** READING PASSAGE **
------------------------------------

# Wire Floors in Cages



## swatton42 (Oct 29, 2011)

Hi all!

A group if 5 degu's have been handed in at the rescue and I have fallen in love (surprise surprise) and I am seriously considering taking them.

I've seen a cage I like but all levels have wire floors, does anyone have any suggestions on how I could cover the floors easily? How much roughly would your suggestions cost? I would only be taking them if I could cover the wire floor.

All help appreciated  

Swatts


----------



## Guest (Jul 28, 2012)

I covered any wire floors with the "Chill and Chew grass mats" you do have to change them every so often but as goos eat anything and everything I found it was the safest option


----------



## swatton42 (Oct 29, 2011)

B3rnie said:


> I covered any wire floors with the "Chill and Chew grass mats" you do have to change them every so often but as goos eat anything and everything I found it was the safest option


Wow thanks for the quick reply. Where did you get your mats from and how much? I know the sort of thing you mean, I bought one once as a toy for the piggers from pets at home but can't remember how much it was.

------------------------------------

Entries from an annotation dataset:
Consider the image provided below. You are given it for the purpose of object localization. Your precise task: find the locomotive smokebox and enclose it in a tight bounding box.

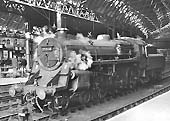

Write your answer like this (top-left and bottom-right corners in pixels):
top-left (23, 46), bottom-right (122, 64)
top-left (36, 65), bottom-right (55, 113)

top-left (56, 28), bottom-right (68, 39)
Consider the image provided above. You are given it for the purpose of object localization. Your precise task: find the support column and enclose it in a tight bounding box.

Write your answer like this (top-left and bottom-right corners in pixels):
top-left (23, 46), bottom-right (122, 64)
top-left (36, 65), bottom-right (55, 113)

top-left (25, 22), bottom-right (31, 70)
top-left (56, 12), bottom-right (62, 28)
top-left (112, 18), bottom-right (116, 39)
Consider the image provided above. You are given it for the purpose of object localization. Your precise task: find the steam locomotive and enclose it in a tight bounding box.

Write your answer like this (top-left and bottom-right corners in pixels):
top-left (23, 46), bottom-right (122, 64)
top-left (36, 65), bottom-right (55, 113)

top-left (9, 29), bottom-right (165, 112)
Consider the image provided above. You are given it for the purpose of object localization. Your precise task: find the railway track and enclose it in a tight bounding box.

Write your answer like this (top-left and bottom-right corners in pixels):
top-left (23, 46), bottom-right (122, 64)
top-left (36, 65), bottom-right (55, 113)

top-left (0, 71), bottom-right (170, 121)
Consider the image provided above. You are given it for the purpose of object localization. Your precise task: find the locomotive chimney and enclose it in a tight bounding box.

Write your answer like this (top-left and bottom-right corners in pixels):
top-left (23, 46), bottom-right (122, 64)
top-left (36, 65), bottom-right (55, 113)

top-left (56, 28), bottom-right (68, 39)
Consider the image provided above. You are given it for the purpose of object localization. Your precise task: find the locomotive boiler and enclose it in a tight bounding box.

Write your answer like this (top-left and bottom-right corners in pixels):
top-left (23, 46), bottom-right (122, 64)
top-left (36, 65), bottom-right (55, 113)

top-left (9, 29), bottom-right (164, 112)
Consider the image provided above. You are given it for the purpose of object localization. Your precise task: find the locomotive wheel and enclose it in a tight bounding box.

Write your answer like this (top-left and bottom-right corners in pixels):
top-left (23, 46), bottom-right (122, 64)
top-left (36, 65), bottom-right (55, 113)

top-left (79, 91), bottom-right (90, 105)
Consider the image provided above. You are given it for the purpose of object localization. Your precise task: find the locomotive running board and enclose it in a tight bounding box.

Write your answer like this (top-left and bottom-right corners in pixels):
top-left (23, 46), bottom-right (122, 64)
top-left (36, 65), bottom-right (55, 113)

top-left (93, 58), bottom-right (137, 65)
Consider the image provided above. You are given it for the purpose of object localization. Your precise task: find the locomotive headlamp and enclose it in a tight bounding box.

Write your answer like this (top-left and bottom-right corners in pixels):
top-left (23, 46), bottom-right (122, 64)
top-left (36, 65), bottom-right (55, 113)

top-left (36, 87), bottom-right (56, 100)
top-left (9, 85), bottom-right (23, 97)
top-left (36, 88), bottom-right (46, 100)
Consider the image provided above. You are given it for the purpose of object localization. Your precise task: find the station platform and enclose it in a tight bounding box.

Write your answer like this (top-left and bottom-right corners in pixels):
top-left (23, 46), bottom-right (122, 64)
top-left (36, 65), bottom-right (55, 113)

top-left (0, 77), bottom-right (28, 85)
top-left (106, 91), bottom-right (170, 121)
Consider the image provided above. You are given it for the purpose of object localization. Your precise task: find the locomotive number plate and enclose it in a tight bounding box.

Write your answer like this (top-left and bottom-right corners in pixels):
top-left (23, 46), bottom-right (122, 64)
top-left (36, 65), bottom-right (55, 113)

top-left (41, 46), bottom-right (53, 52)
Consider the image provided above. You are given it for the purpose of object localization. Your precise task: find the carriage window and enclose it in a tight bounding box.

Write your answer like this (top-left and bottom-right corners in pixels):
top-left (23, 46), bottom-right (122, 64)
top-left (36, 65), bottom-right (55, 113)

top-left (147, 47), bottom-right (157, 54)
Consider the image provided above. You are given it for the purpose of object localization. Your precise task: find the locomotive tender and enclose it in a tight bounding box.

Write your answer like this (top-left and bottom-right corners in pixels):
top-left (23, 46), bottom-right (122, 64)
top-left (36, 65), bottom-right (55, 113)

top-left (9, 29), bottom-right (165, 112)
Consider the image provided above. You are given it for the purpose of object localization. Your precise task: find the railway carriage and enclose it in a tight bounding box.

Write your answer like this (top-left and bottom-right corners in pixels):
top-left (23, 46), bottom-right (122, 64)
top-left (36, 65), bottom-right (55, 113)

top-left (9, 29), bottom-right (165, 112)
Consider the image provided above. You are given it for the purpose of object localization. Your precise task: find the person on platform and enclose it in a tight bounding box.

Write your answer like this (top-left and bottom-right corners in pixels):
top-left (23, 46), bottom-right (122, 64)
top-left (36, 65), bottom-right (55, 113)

top-left (18, 57), bottom-right (27, 77)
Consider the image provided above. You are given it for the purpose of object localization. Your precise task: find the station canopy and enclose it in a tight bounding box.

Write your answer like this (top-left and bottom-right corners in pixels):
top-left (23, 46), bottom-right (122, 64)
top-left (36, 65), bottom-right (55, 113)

top-left (0, 0), bottom-right (170, 37)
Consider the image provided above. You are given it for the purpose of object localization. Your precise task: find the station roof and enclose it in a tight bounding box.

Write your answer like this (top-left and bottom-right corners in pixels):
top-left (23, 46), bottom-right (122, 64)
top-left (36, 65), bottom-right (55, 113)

top-left (0, 0), bottom-right (170, 36)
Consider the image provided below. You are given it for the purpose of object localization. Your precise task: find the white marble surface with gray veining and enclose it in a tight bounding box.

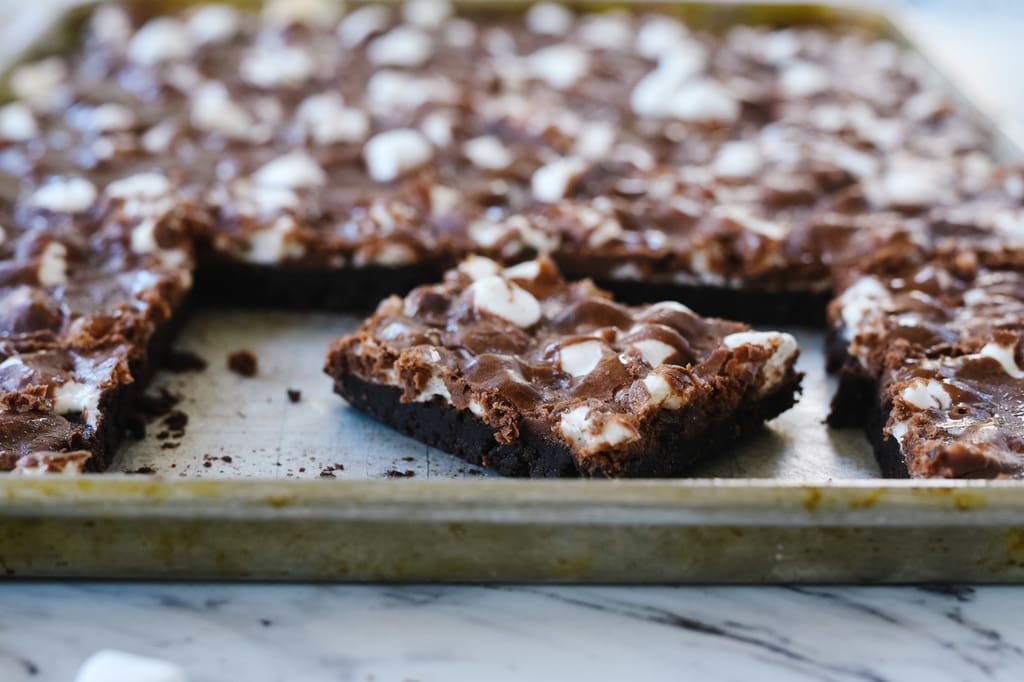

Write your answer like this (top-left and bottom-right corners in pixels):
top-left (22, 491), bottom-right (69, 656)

top-left (0, 583), bottom-right (1024, 682)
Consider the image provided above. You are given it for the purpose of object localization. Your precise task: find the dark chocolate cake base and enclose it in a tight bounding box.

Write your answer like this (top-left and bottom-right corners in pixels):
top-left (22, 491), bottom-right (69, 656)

top-left (78, 302), bottom-right (191, 471)
top-left (584, 273), bottom-right (830, 328)
top-left (195, 260), bottom-right (444, 312)
top-left (864, 400), bottom-right (910, 478)
top-left (335, 374), bottom-right (799, 478)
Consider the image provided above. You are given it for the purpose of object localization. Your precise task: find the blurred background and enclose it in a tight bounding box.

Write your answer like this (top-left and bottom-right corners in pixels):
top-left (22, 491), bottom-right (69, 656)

top-left (0, 0), bottom-right (1024, 147)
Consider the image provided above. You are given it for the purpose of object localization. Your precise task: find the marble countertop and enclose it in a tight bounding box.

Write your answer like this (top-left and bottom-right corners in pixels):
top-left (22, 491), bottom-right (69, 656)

top-left (6, 583), bottom-right (1024, 682)
top-left (6, 0), bottom-right (1024, 682)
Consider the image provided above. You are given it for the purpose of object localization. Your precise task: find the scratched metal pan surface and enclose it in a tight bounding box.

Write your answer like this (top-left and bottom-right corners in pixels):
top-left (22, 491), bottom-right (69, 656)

top-left (0, 2), bottom-right (1024, 583)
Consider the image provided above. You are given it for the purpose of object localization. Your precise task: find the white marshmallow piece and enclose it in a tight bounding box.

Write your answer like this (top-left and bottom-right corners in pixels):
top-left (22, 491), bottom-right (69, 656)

top-left (712, 140), bottom-right (761, 179)
top-left (978, 341), bottom-right (1024, 379)
top-left (578, 11), bottom-right (633, 50)
top-left (263, 0), bottom-right (344, 29)
top-left (367, 26), bottom-right (434, 68)
top-left (191, 83), bottom-right (255, 140)
top-left (36, 242), bottom-right (68, 287)
top-left (462, 135), bottom-right (512, 170)
top-left (630, 42), bottom-right (708, 118)
top-left (669, 78), bottom-right (739, 123)
top-left (338, 5), bottom-right (391, 47)
top-left (558, 339), bottom-right (604, 377)
top-left (401, 0), bottom-right (452, 29)
top-left (529, 157), bottom-right (587, 204)
top-left (81, 102), bottom-right (135, 132)
top-left (872, 162), bottom-right (944, 207)
top-left (296, 92), bottom-right (370, 145)
top-left (526, 44), bottom-right (590, 90)
top-left (572, 121), bottom-right (615, 161)
top-left (558, 406), bottom-right (640, 455)
top-left (779, 61), bottom-right (828, 97)
top-left (634, 16), bottom-right (689, 59)
top-left (75, 649), bottom-right (188, 682)
top-left (0, 101), bottom-right (39, 142)
top-left (89, 5), bottom-right (131, 48)
top-left (459, 256), bottom-right (501, 282)
top-left (362, 128), bottom-right (434, 182)
top-left (128, 16), bottom-right (193, 67)
top-left (239, 45), bottom-right (316, 88)
top-left (468, 275), bottom-right (541, 328)
top-left (187, 4), bottom-right (242, 45)
top-left (29, 177), bottom-right (96, 213)
top-left (9, 57), bottom-right (68, 109)
top-left (630, 339), bottom-right (676, 368)
top-left (722, 332), bottom-right (800, 393)
top-left (505, 260), bottom-right (541, 282)
top-left (253, 151), bottom-right (327, 189)
top-left (899, 377), bottom-right (952, 410)
top-left (839, 276), bottom-right (892, 341)
top-left (526, 2), bottom-right (574, 36)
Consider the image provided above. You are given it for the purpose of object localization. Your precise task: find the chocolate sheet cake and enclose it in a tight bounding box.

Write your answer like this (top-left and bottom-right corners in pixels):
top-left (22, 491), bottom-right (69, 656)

top-left (0, 0), bottom-right (1024, 474)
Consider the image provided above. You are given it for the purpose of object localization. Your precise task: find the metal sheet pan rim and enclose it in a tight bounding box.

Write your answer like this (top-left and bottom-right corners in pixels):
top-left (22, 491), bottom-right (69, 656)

top-left (0, 475), bottom-right (1024, 526)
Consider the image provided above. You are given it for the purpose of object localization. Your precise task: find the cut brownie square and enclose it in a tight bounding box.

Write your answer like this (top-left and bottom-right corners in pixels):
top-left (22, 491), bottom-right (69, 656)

top-left (0, 172), bottom-right (194, 466)
top-left (826, 253), bottom-right (1024, 426)
top-left (874, 331), bottom-right (1024, 478)
top-left (326, 257), bottom-right (801, 477)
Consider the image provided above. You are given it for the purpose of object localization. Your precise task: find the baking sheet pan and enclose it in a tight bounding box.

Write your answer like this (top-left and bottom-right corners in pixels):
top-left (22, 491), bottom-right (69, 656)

top-left (0, 2), bottom-right (1024, 583)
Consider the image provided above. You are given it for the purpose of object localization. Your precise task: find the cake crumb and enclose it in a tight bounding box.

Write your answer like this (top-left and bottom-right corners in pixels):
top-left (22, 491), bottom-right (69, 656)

top-left (163, 350), bottom-right (207, 374)
top-left (227, 350), bottom-right (258, 377)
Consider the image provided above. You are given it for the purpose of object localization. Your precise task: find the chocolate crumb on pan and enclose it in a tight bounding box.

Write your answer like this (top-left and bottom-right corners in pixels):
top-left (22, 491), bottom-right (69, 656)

top-left (227, 350), bottom-right (259, 377)
top-left (161, 350), bottom-right (207, 374)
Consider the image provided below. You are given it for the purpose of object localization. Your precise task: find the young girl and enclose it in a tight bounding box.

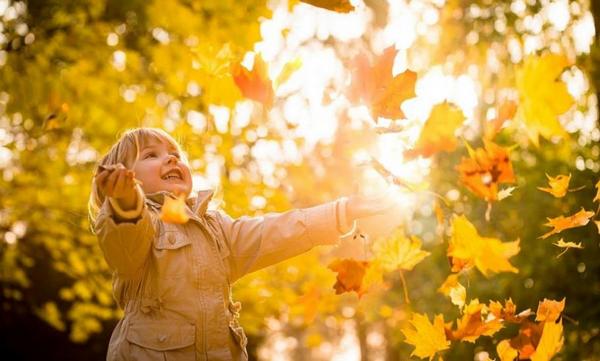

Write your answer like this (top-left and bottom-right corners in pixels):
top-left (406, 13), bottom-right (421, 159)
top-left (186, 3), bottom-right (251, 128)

top-left (90, 128), bottom-right (393, 361)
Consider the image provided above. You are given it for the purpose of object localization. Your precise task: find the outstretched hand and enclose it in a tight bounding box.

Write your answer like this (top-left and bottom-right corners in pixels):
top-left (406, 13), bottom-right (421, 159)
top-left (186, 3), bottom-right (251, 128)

top-left (95, 163), bottom-right (137, 209)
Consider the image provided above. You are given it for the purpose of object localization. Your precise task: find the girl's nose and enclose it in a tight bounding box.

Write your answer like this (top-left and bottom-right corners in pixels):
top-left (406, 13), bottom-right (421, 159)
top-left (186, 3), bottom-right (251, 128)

top-left (167, 154), bottom-right (178, 164)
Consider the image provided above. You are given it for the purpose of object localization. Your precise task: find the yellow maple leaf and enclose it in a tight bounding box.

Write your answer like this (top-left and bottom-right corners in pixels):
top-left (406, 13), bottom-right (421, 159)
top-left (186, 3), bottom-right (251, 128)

top-left (438, 273), bottom-right (467, 308)
top-left (516, 54), bottom-right (574, 146)
top-left (448, 215), bottom-right (520, 277)
top-left (535, 298), bottom-right (566, 322)
top-left (496, 340), bottom-right (519, 361)
top-left (539, 207), bottom-right (594, 239)
top-left (531, 321), bottom-right (564, 361)
top-left (553, 238), bottom-right (583, 258)
top-left (373, 231), bottom-right (429, 272)
top-left (401, 313), bottom-right (450, 360)
top-left (273, 58), bottom-right (302, 89)
top-left (160, 194), bottom-right (190, 224)
top-left (404, 102), bottom-right (465, 159)
top-left (538, 174), bottom-right (571, 198)
top-left (449, 299), bottom-right (504, 342)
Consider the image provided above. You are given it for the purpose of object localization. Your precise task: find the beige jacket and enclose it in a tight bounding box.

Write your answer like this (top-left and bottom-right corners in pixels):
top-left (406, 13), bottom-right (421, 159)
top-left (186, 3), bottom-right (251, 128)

top-left (94, 189), bottom-right (353, 361)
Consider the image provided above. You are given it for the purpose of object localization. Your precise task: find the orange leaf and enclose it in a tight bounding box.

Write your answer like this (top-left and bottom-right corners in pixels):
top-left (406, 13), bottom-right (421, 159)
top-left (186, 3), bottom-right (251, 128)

top-left (535, 298), bottom-right (565, 322)
top-left (447, 299), bottom-right (504, 342)
top-left (456, 139), bottom-right (515, 202)
top-left (328, 259), bottom-right (369, 297)
top-left (404, 102), bottom-right (465, 159)
top-left (231, 54), bottom-right (274, 108)
top-left (300, 0), bottom-right (354, 13)
top-left (349, 47), bottom-right (417, 119)
top-left (539, 208), bottom-right (594, 239)
top-left (401, 313), bottom-right (450, 360)
top-left (538, 174), bottom-right (571, 198)
top-left (448, 215), bottom-right (520, 277)
top-left (160, 194), bottom-right (190, 224)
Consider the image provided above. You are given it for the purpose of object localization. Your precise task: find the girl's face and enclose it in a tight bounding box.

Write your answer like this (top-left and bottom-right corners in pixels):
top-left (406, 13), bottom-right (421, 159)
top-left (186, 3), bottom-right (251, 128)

top-left (133, 139), bottom-right (192, 197)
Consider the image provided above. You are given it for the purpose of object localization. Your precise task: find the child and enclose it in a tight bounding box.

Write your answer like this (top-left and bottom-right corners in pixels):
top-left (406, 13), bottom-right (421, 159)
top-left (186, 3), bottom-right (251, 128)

top-left (90, 128), bottom-right (392, 361)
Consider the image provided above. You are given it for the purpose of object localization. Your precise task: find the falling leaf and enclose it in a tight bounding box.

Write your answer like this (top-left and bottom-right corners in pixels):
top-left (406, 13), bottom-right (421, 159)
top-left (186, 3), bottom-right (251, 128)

top-left (488, 298), bottom-right (532, 323)
top-left (535, 298), bottom-right (565, 322)
top-left (401, 313), bottom-right (450, 360)
top-left (349, 47), bottom-right (417, 119)
top-left (539, 207), bottom-right (594, 239)
top-left (328, 259), bottom-right (369, 297)
top-left (448, 215), bottom-right (520, 277)
top-left (531, 321), bottom-right (564, 361)
top-left (449, 299), bottom-right (504, 342)
top-left (553, 238), bottom-right (583, 258)
top-left (538, 174), bottom-right (571, 198)
top-left (516, 54), bottom-right (574, 146)
top-left (160, 194), bottom-right (190, 224)
top-left (273, 58), bottom-right (302, 89)
top-left (373, 231), bottom-right (429, 272)
top-left (404, 102), bottom-right (465, 159)
top-left (496, 340), bottom-right (519, 361)
top-left (498, 187), bottom-right (517, 201)
top-left (232, 54), bottom-right (274, 108)
top-left (483, 100), bottom-right (517, 140)
top-left (456, 139), bottom-right (515, 202)
top-left (438, 274), bottom-right (467, 308)
top-left (300, 0), bottom-right (354, 13)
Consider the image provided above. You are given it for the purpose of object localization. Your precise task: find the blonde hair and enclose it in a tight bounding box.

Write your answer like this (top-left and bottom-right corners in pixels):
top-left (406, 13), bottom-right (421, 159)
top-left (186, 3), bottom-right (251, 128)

top-left (88, 128), bottom-right (187, 226)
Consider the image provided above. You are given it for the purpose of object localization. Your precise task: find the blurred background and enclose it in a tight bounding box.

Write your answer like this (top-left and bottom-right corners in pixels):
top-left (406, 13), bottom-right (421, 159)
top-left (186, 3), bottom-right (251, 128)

top-left (0, 0), bottom-right (600, 360)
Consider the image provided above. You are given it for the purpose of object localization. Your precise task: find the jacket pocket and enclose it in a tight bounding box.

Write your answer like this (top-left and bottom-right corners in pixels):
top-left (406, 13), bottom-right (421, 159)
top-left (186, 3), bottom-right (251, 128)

top-left (127, 320), bottom-right (196, 361)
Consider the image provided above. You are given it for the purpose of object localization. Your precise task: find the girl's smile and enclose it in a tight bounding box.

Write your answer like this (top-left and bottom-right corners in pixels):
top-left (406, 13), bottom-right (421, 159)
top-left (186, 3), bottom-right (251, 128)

top-left (133, 140), bottom-right (192, 196)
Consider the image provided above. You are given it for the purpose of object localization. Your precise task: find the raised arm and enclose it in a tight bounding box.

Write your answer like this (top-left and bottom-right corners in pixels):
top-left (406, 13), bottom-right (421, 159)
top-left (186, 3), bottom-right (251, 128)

top-left (214, 199), bottom-right (353, 282)
top-left (94, 163), bottom-right (155, 280)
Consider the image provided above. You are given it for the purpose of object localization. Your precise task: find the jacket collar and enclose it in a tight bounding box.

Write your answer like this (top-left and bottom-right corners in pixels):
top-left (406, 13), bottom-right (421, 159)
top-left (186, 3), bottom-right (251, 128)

top-left (146, 189), bottom-right (214, 217)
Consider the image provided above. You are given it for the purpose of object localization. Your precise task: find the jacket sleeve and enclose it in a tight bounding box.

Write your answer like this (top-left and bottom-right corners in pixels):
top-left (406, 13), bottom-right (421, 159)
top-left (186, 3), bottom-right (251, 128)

top-left (216, 201), bottom-right (355, 282)
top-left (94, 187), bottom-right (155, 280)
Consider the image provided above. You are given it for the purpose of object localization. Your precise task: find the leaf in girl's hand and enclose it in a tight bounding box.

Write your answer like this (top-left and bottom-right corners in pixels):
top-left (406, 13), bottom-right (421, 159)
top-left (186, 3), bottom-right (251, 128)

top-left (273, 58), bottom-right (302, 89)
top-left (496, 340), bottom-right (519, 361)
top-left (448, 215), bottom-right (520, 277)
top-left (404, 102), bottom-right (465, 159)
top-left (553, 238), bottom-right (583, 258)
top-left (231, 54), bottom-right (275, 108)
top-left (300, 0), bottom-right (354, 13)
top-left (438, 273), bottom-right (467, 308)
top-left (498, 187), bottom-right (517, 201)
top-left (448, 299), bottom-right (504, 342)
top-left (327, 259), bottom-right (369, 297)
top-left (401, 313), bottom-right (450, 360)
top-left (535, 298), bottom-right (566, 322)
top-left (160, 194), bottom-right (190, 224)
top-left (538, 207), bottom-right (594, 239)
top-left (373, 232), bottom-right (429, 272)
top-left (349, 46), bottom-right (417, 119)
top-left (516, 54), bottom-right (575, 146)
top-left (456, 139), bottom-right (515, 202)
top-left (538, 174), bottom-right (571, 198)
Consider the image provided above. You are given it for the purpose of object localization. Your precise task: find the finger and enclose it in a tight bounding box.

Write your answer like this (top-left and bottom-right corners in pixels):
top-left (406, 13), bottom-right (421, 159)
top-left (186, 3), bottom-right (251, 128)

top-left (115, 168), bottom-right (127, 196)
top-left (106, 170), bottom-right (119, 197)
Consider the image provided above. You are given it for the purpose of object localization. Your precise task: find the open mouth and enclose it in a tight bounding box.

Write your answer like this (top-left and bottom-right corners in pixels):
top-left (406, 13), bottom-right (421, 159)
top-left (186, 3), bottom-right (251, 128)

top-left (161, 168), bottom-right (183, 180)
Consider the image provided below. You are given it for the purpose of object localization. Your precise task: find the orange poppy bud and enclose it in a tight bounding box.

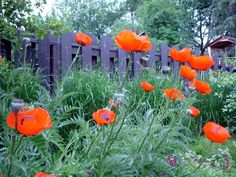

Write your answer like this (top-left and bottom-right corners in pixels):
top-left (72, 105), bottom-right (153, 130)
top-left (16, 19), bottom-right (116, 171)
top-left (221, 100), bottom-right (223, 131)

top-left (189, 80), bottom-right (211, 95)
top-left (180, 65), bottom-right (197, 80)
top-left (108, 99), bottom-right (122, 109)
top-left (169, 48), bottom-right (192, 63)
top-left (34, 172), bottom-right (56, 177)
top-left (93, 109), bottom-right (116, 125)
top-left (75, 33), bottom-right (92, 46)
top-left (164, 88), bottom-right (184, 100)
top-left (188, 106), bottom-right (200, 117)
top-left (141, 82), bottom-right (155, 92)
top-left (203, 122), bottom-right (231, 143)
top-left (188, 55), bottom-right (214, 71)
top-left (115, 30), bottom-right (152, 52)
top-left (7, 106), bottom-right (52, 136)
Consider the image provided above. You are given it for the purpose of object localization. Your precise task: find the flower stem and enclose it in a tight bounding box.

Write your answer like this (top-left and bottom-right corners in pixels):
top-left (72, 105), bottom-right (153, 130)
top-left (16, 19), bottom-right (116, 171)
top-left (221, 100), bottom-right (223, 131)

------------------------------------

** WRITTEN PROBLEM **
In the thread on wire cage floors, what product did the reply use to cover wire floors?

** CORRECT ANSWER **
"Chill and Chew grass mats."